====== Extracted data ======

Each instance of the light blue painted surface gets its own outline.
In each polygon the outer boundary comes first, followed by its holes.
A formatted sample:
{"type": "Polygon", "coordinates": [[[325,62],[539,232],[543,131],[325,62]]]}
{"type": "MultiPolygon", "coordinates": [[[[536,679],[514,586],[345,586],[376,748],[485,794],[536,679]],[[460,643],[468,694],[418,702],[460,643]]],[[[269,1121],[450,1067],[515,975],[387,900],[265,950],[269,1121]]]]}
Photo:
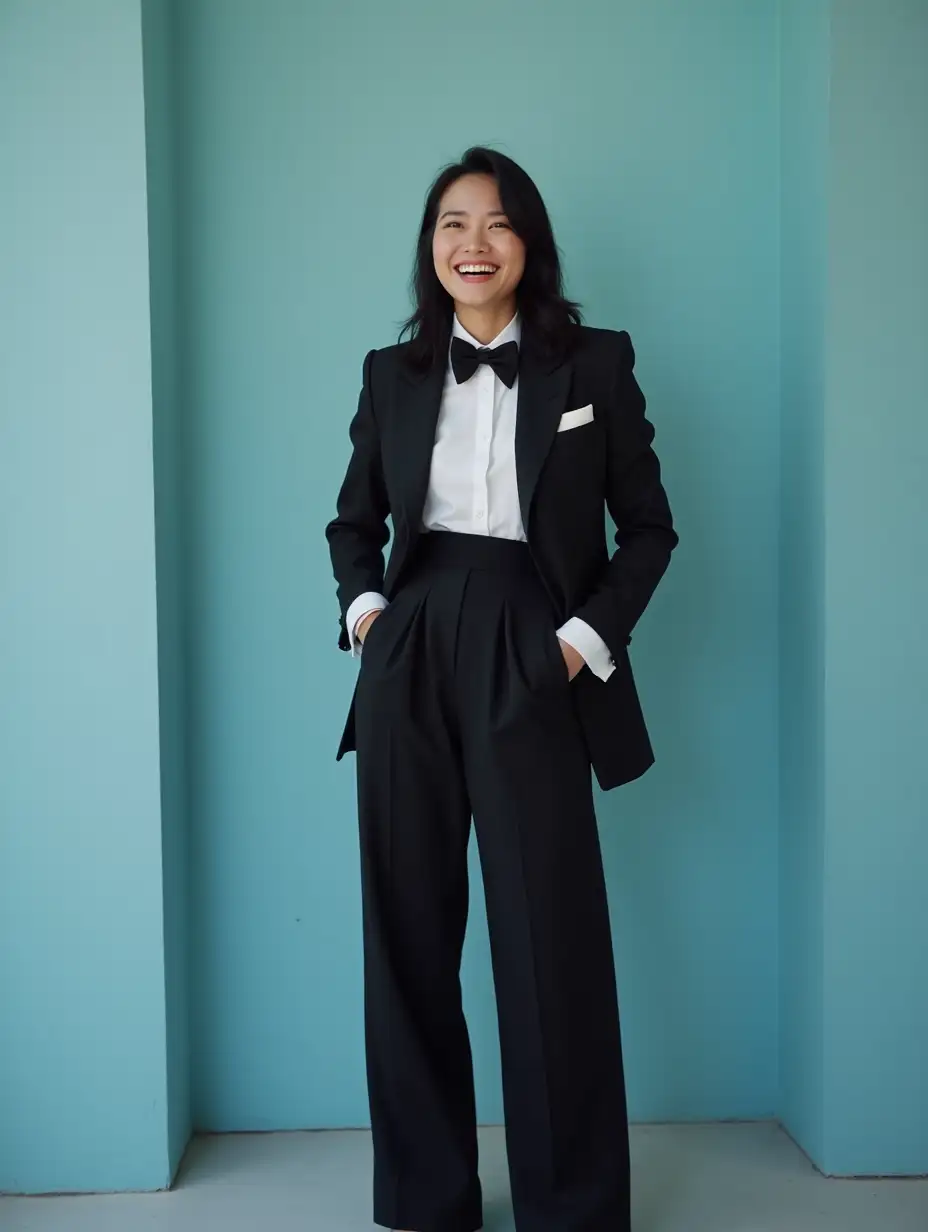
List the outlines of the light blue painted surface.
{"type": "MultiPolygon", "coordinates": [[[[600,803],[639,1118],[776,1105],[776,8],[196,0],[179,25],[194,1106],[368,1121],[354,759],[323,537],[426,185],[476,141],[541,187],[626,327],[682,545],[633,645],[658,763],[600,803]]],[[[464,982],[499,1120],[475,845],[464,982]]]]}
{"type": "Polygon", "coordinates": [[[0,9],[0,1189],[168,1179],[141,56],[0,9]]]}
{"type": "Polygon", "coordinates": [[[825,1164],[928,1173],[928,7],[832,31],[825,1164]]]}
{"type": "Polygon", "coordinates": [[[781,5],[780,1099],[824,1147],[825,179],[829,0],[781,5]]]}
{"type": "Polygon", "coordinates": [[[784,3],[781,1116],[928,1172],[928,9],[784,3]]]}
{"type": "Polygon", "coordinates": [[[187,1000],[187,731],[184,646],[183,419],[176,311],[173,5],[142,0],[152,407],[157,552],[168,1153],[173,1176],[190,1138],[187,1000]]]}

======

Problem requirements: Look above for the line containing "List the outlines"; copy from it through the last line, exactly, and nothing more.

Response area:
List the outlines of the light blue painted surface.
{"type": "MultiPolygon", "coordinates": [[[[600,803],[639,1118],[776,1105],[776,8],[196,0],[179,25],[194,1106],[368,1121],[354,759],[323,537],[426,185],[476,141],[541,187],[626,327],[682,545],[633,645],[658,763],[600,803]]],[[[464,982],[499,1120],[475,845],[464,982]]]]}
{"type": "Polygon", "coordinates": [[[0,9],[0,1189],[168,1179],[141,56],[0,9]]]}
{"type": "Polygon", "coordinates": [[[825,1164],[928,1173],[928,7],[832,31],[825,1164]]]}
{"type": "Polygon", "coordinates": [[[781,5],[780,1099],[824,1147],[825,179],[829,0],[781,5]]]}
{"type": "Polygon", "coordinates": [[[784,3],[781,1116],[928,1172],[928,9],[784,3]]]}
{"type": "Polygon", "coordinates": [[[187,1000],[187,731],[184,646],[183,419],[176,311],[173,5],[142,0],[152,407],[157,552],[168,1153],[173,1176],[190,1138],[187,1000]]]}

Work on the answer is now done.